:: WHAT THE TASK REQUIRES ::
Resume the forum thread on the MCAT question about energy and force when biking up a steep hill, picking up right after its last sentence.

:: EXCERPTED TEXT ::
# Understanding MCAT Question Confusion: Energy and Force on Steep Hills

• mrlucky0
In summary, a girl riding her bicycle up a steep hill can save energy by zigzagging rather than riding straight up. This strategy will require the same amount of energy but less force on the pedals due to the increased distance traveled. However, since friction is ignored and the system is conservative, the path taken does not affect the amount of energy expended in the end.
mrlucky0
A girl riding her bicycle up a steep hill decides to save energy by zigzagging rather than riding straight up. Ignoring friction, her strategy will:

A. require the same amount of energy but less force on the pedals
B.
C.
D.

I missed this question and when I saw the correct answer, I couldn't entirely understand why the the energy remains the same. Since dE = F*D, and she has more distance to travel (to the top of the hill) shouldn't energy increase?

Edit: I understand the force is decreased by the same factor distance increases, making energy the same. But what about the increased distance to bike up the hill? Though I think I may be reading too deeply into the question making it more difficult, I'm not satisfied with the MCAT answer. Perhaps someone could correct my reasoning.

:: RECORDS ::
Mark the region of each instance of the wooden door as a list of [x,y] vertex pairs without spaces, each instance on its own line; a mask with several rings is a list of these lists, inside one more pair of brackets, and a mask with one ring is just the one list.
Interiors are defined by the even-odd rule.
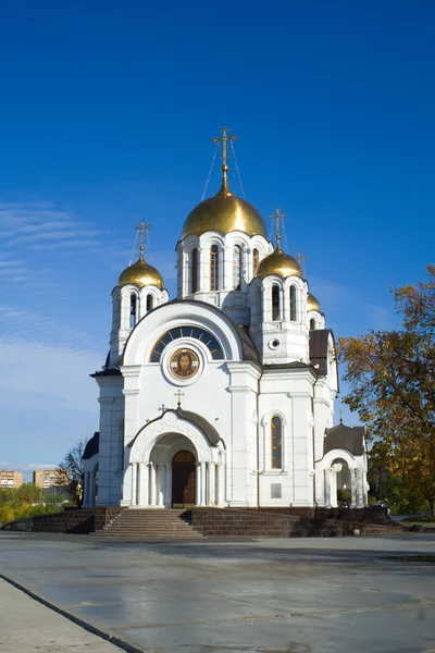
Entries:
[[191,508],[195,505],[195,456],[178,452],[172,459],[172,507]]

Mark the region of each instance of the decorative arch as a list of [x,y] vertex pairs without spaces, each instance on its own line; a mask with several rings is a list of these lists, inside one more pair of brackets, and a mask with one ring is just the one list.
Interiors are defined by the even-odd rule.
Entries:
[[206,433],[190,420],[185,419],[176,410],[166,410],[159,419],[148,422],[138,431],[130,447],[130,463],[150,463],[150,454],[154,445],[169,434],[181,434],[187,439],[195,451],[198,463],[216,463],[221,444],[212,446]]
[[244,335],[222,310],[210,304],[185,299],[158,306],[139,321],[126,341],[122,366],[145,365],[157,335],[183,324],[202,328],[214,335],[224,360],[245,360],[248,356]]

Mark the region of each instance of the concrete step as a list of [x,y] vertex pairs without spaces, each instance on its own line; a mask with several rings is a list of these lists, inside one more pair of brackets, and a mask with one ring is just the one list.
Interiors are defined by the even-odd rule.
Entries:
[[103,529],[96,532],[108,537],[138,537],[146,539],[197,539],[202,535],[190,525],[186,509],[129,508],[122,510]]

:: TASK OUTPUT ::
Last edited:
Gravitational Potential Energy is independent of the path.

mrlucky0 said:
Edit: I understand the force is decreased by the same factor distance increases, making energy the same. But what about the increased distance to bike up the hill? Though I think I may be reading too deeply into the question making it more difficult, I'm not satisfied with the MCAT answer. Perhaps someone could correct my reasoning.

On a side note, since you're ignoring friction, a non-conservative force, your system is a conservative system. Thus, the path one takes has no bearing on how much energy is expended to get up there. You're simply dealing with an initial energy and a final energy; in this problems case, potential energies.

Pengwuino said:

On a side note, since you're ignoring friction, a non-conservative force, your system is a conservative system. Thus, the path one takes has no bearing on how much energy is expended to get up there. You're simply dealing with an initial energy and a final energy; in this problems case, potential energies.

Thanks, I've got it now. Somehow I completely overlooked the fact that, friction neglected, the system would be conservative. I mean, from a "practical" standpoint from which I based my thought process on when I encountered the question, it's just hard to believe any sane person would want to bike up a hill like that, believing they could conserve energy.

## 1. What is MCAT Question Confusion?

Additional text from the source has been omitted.